PROBLEM STATEMENT:
With pictures omitted, copy exactly the lines from the one containing "Target: grebe eye" through the end of the records below.

═════ RECORDS FOR THIS TASK ═════

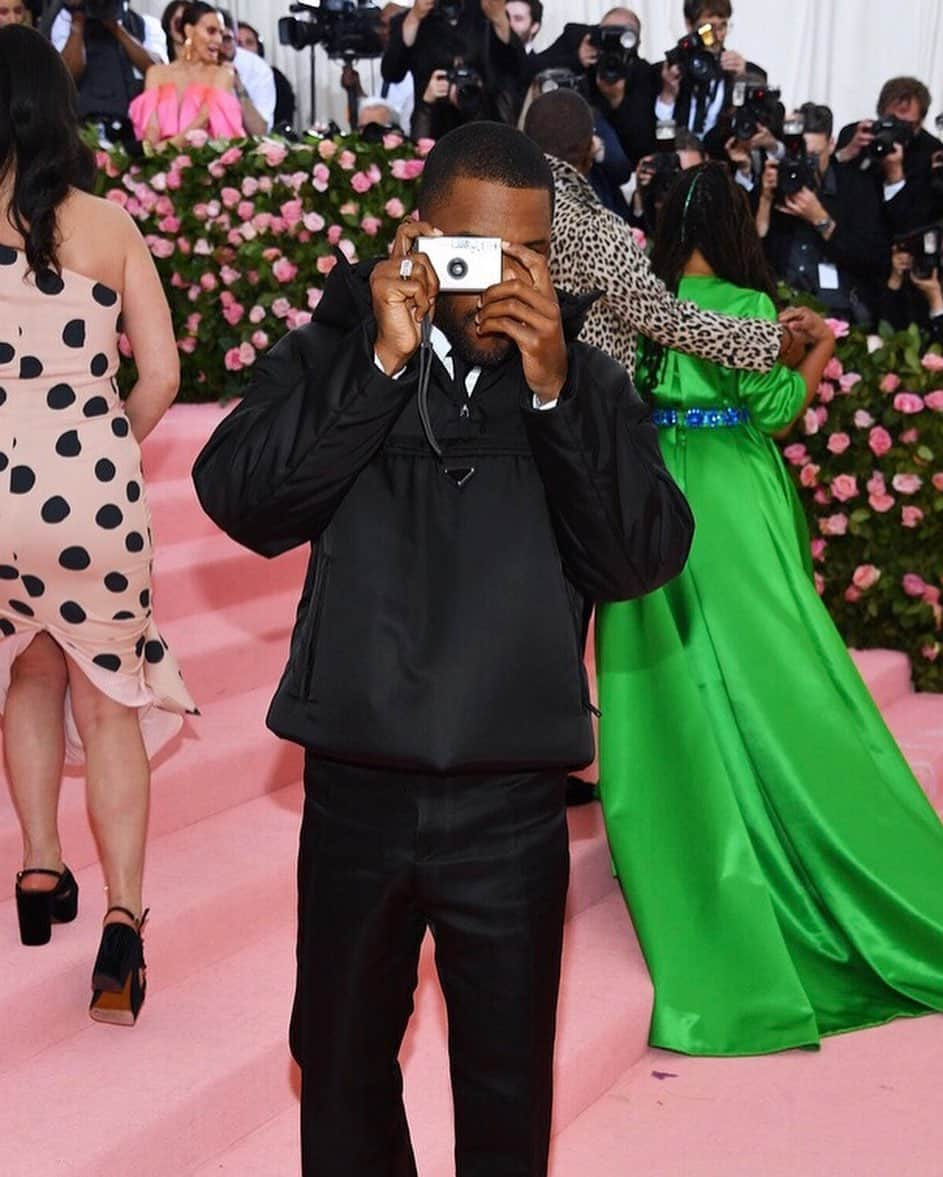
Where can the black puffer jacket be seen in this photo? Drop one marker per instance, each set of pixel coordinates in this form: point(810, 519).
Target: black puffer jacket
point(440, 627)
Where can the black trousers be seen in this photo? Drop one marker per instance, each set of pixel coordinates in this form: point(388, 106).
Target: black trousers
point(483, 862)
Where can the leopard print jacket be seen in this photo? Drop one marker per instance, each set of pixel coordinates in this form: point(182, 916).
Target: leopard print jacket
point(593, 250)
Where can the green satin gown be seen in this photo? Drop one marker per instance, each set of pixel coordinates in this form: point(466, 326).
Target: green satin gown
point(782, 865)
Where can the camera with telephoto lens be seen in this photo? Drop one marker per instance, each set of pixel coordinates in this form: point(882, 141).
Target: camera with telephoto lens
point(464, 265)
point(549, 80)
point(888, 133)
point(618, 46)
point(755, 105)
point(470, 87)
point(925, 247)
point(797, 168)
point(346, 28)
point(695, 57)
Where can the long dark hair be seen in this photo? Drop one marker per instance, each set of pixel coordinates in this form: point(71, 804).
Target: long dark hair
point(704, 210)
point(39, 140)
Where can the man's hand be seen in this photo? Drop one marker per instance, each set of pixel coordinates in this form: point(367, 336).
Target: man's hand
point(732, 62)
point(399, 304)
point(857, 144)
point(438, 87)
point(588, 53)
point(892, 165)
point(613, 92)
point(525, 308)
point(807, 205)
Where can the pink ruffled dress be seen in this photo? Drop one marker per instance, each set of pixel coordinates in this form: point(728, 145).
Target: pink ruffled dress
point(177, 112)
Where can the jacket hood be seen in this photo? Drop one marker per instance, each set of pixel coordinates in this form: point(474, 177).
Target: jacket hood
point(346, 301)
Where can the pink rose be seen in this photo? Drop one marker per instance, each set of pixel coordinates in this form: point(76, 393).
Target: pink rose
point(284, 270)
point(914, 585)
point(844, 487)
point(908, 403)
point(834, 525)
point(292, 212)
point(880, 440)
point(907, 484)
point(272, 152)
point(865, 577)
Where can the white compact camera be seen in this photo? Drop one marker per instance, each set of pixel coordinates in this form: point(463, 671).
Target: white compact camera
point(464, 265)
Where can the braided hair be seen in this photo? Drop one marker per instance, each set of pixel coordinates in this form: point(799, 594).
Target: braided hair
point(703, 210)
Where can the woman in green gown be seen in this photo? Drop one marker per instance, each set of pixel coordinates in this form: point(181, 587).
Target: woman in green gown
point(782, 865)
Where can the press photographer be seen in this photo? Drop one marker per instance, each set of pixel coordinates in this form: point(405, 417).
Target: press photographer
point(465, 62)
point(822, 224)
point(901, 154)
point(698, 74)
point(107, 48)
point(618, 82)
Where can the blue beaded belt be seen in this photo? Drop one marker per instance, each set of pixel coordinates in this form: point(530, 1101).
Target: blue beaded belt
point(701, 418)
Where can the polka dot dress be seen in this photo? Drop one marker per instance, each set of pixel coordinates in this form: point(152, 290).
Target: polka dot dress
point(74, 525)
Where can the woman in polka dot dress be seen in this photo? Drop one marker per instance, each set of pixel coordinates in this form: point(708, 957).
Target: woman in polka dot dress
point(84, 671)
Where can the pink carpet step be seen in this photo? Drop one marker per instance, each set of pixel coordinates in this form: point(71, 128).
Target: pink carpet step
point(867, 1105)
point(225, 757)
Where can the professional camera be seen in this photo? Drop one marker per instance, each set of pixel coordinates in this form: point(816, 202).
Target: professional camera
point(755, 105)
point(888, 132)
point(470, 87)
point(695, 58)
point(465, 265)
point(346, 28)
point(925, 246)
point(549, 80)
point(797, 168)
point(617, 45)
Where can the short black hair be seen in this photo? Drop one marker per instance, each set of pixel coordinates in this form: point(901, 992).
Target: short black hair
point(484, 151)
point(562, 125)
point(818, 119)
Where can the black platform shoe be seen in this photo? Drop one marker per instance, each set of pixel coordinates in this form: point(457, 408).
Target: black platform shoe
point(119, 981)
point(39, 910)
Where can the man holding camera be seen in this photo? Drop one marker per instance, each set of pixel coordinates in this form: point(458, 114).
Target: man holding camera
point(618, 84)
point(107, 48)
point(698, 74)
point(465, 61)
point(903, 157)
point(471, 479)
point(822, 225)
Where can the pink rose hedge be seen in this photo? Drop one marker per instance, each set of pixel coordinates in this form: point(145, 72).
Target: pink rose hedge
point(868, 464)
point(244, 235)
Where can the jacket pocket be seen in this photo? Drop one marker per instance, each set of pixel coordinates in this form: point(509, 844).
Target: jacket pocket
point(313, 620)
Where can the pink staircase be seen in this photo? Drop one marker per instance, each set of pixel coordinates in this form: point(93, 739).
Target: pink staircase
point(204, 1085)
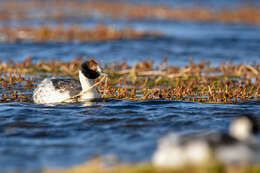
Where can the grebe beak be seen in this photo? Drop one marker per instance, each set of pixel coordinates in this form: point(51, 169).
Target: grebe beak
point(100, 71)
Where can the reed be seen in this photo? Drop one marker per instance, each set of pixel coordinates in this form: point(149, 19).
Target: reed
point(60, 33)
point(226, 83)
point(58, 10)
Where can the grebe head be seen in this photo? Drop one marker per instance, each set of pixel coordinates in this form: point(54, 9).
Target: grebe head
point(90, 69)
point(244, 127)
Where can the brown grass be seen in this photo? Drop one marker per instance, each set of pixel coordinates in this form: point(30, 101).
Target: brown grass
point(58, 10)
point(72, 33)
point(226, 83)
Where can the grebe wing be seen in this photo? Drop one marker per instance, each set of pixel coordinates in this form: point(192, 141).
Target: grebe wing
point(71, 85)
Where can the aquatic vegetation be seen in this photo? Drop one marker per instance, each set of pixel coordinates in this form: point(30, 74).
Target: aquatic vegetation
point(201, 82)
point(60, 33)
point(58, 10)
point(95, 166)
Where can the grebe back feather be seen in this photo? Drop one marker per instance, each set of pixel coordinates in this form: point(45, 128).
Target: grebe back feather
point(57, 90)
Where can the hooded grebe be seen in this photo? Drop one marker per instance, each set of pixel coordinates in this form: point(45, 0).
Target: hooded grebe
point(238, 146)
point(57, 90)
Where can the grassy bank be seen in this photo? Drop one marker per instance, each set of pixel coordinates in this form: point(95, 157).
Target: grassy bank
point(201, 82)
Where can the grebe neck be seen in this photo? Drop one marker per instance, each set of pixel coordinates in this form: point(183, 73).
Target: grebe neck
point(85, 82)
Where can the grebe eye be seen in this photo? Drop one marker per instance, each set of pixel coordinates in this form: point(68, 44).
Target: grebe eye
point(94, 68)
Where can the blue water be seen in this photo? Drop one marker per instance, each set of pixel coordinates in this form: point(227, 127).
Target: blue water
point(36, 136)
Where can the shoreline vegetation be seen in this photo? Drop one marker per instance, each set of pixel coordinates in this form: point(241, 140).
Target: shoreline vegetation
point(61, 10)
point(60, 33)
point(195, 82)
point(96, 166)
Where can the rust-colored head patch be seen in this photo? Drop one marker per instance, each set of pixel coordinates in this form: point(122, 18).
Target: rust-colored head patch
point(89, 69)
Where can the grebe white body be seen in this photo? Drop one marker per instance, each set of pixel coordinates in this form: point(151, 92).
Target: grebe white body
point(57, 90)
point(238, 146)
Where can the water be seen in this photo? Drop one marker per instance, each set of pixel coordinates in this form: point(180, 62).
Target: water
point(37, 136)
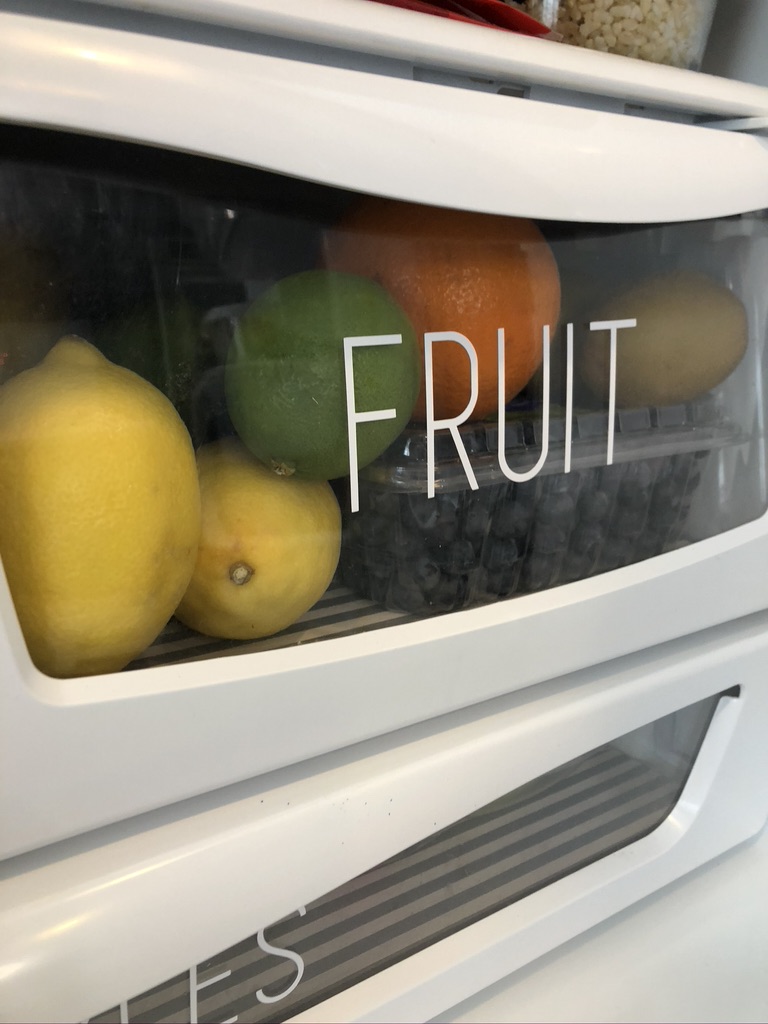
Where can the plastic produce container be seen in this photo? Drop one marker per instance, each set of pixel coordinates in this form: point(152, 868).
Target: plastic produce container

═════

REPLY:
Target: grebe eye
point(94, 68)
Where can the blue water be seen in this photo? Drop one marker per instance, each set of pixel coordinates in this form: point(227, 127).
Target: blue water
point(36, 136)
Where can the shoreline vegetation be seen in this photo? Drop one marker per instance, each set of pixel coordinates in this form: point(241, 140).
Target: shoreline vegetation
point(61, 10)
point(60, 33)
point(195, 82)
point(96, 166)
Where can the rust-colored head patch be seen in this photo? Drop one marker per instance, each set of pixel coordinates in this form: point(122, 18).
Target: rust-colored head patch
point(89, 69)
Where can the grebe white body be seen in this photo? Drop one marker per instance, each set of pixel coordinates in this form: point(151, 92).
Target: grebe white body
point(57, 90)
point(238, 146)
Where can the water be seen in this photo? Drop one marker per instance, each set of pixel coordinates in this form: point(180, 62).
Target: water
point(37, 136)
Where can the plastic produce container be seen in this photo? Drop one marker per instance, each set of pixel coordinates in this form: point(152, 868).
Target: plastic produce container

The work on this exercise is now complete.